Stored records
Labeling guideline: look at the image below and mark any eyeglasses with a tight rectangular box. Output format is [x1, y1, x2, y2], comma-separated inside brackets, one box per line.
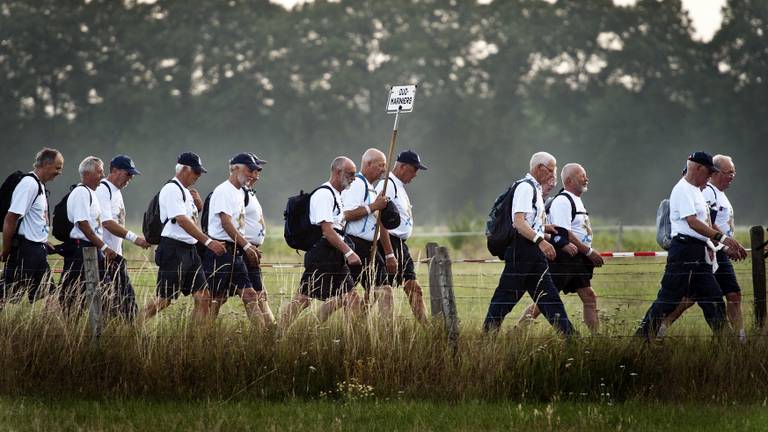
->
[343, 171, 356, 180]
[539, 164, 555, 174]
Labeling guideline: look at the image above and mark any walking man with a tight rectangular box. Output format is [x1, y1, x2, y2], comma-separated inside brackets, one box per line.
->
[516, 163, 604, 334]
[203, 153, 266, 327]
[636, 152, 746, 339]
[95, 155, 150, 321]
[341, 148, 392, 316]
[375, 150, 429, 323]
[281, 157, 363, 328]
[59, 156, 116, 315]
[483, 151, 575, 335]
[1, 148, 64, 307]
[138, 152, 226, 324]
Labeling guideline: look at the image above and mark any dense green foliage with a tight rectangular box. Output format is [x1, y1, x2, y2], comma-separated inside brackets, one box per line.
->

DIRECTIONS FOR THIS TASK: From the records above, determine how many lines hold "with" and give only that number.

SOLUTION TO THE EXERCISE: 3